Ações a realizar ▸
1) No texto sobre pesos livres e máquinas, liste os componentes citados na definição de polia, no parágrafo que começa com "Polia ou roldana, consta de".
2) Apresente a continuação do texto sobre pesos livres e máquinas a partir da última frase.

Trecho da página ▸

_ _ _

Pesos X Máquinas : A vingança de Arthur Jones


Quantas e quantas vezes você já ouviu algo assim : - “Prefiro treinar com pesos livres, nada de máquinas. Máquina é coisa de marica ! Marombeiro mesmo só utiliza pesos livres. Nada de polias ou roldanas pra mim.” E na maioria das vezes era um cara grande que proferia essas palavras, fazendo com que você concordasse no primeiro momento.

Pois é ... mas Lee Priest dizia que o fisiculturista deveria ter aparência e força de fisiculturista e não só aparência, fazendo referência ao uso de halteres e não de máquinas específicas para a atividade da musculação. É a velha questão de usar as máquinas contra usar pesos livres. Se observarmos uma máquina, como o pulley ou cross over, encontraremos acessórios que facilitam o movimento das cargas : são as famosas polias. Mas que diabos são polias ?


Polia ou roldana, consta de um disco que pode girar em torno de um eixo que passa por seu centro. Além disso, na periferia desse disco existe um sulco, denominado gola, no qual passa uma corda ou cabo de aço, contornando-o parcialmente.

As polias, quanto ao modo de operação, classificam-se em fixas e móveis. As polias fixas são muito usadas em aparelhos de musculação encontrados em academias. Nesses aparelhos as polias têm como principal função inverter o sentido da força. Por exemplo, num aparelho em que os pesos são encontrados embaixo e temos que fazer uma força na vertical (como o pulley, por exemplo), de cima para baixo a polia tem que estar posicionada exatamente em cima do aparelho.

_ _ _

Listagem de dados ▸
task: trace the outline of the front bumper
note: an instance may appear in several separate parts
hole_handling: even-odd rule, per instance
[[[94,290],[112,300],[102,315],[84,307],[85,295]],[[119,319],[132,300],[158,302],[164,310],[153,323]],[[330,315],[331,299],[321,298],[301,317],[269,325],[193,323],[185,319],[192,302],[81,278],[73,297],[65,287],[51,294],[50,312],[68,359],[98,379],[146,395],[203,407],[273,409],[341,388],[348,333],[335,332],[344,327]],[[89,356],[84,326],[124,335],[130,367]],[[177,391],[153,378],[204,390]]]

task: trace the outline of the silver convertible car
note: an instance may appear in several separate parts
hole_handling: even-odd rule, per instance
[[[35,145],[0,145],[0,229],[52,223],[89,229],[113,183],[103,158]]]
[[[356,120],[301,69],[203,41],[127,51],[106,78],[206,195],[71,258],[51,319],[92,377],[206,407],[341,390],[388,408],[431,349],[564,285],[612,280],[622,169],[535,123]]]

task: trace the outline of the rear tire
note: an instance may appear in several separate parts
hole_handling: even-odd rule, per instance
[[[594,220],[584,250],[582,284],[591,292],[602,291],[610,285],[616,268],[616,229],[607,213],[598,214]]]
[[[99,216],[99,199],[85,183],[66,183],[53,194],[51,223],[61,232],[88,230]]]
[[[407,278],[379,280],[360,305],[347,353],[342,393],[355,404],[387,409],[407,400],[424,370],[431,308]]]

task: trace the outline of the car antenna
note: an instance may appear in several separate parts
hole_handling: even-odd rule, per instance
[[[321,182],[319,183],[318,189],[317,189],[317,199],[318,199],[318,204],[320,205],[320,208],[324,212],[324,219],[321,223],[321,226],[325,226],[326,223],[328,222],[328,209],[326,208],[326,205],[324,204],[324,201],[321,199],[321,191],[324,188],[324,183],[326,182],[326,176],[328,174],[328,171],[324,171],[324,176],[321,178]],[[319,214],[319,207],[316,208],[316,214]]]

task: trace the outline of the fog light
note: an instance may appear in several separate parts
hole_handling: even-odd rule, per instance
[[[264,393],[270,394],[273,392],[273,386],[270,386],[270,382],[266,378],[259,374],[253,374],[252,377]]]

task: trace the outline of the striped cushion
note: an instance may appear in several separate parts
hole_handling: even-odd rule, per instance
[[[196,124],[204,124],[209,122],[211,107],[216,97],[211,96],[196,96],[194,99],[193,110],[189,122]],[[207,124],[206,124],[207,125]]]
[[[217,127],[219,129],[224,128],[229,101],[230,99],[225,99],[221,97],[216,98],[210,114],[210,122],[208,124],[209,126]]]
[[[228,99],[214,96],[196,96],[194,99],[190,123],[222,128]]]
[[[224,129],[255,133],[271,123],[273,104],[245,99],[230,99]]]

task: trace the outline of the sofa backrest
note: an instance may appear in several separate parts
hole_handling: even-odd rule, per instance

_ _ _

Respostas ▸
1)
- Disco que pode girar
- Eixo que passa pelo centro do disco
- Sulco na periferia do disco, denominado gola
- Corda ou cabo de aço que passa pela gola

2)
Já as polias móveis são utilizadas, sobretudo, para facilitar a elevação de algum objeto pesado, tornar mais fácil o esforço de tração ou assegurar uma transmissão de movimento. Este tipo de sistema de polias é capaz de levantar grandes cargas e é, normalmente, utilizado na ponta de um guindaste para aumentar a força do motor ao levantar uma carga.

E porque os marombeiros mais antigos falam tão mal da pobrezinha da polia ? Por que segundo a Física (não a Educação Física), as polias dividem a força a ser utilizada para gerar movimento. Isso significa, então, que quanto mais polias, mais carga você consegue levantar e consequentemente, quanto mais polias, mais você se afasta do peso real da carga que está levantando. 

Faça o teste : faça uma série de extensão de tríceps na polia superior do cross over e depois tente erguer o mesmo peso na polia superior do pulley. Sem chance, pimpolho. Você não conseguirá erguer o mesmo peso de jeito nenhum! E por que? Porque as polias dividiram a força. Isso se chama vantagem mecânica. Existe um cálculo para determinar essa divisão de forças mas não vem ao caso agora, pois não estamos em uma aula de Física do colegial. O importante é entender que quanto maior o número de polias mais peso você conseguirá erguer, desde que a colocação dessas polias esteja de acordo com algumas leis da Física.

Mas o que isso tudo tem a ver com a musculação ??? Tudo a ver, amigo. Se não fosse pelas polias, algumas máquinas nem existiriam. Mas não seria melhor, então, sem as máquinas e só peso livre ? Muitos queriam ler que sim ... mas a resposta mais sensata é um belo de um “Não !”

Você está mesmo convencido de que peso livre é melhor que máquinas ou está apenas se fazendo de papagaio e imitando o que já ouviu por aí? Porque você realmente acha que as polias são inferiores ao pesos livres? Porque os marombeiros dizem isso e você foi no embalo ou você realmente tem uma teoria pra isso? 

Bom, então, vou te contar um segredo, mas não espalhe por aí. Em alguns exercícios, as polias são superiores aos pesos livres, sim!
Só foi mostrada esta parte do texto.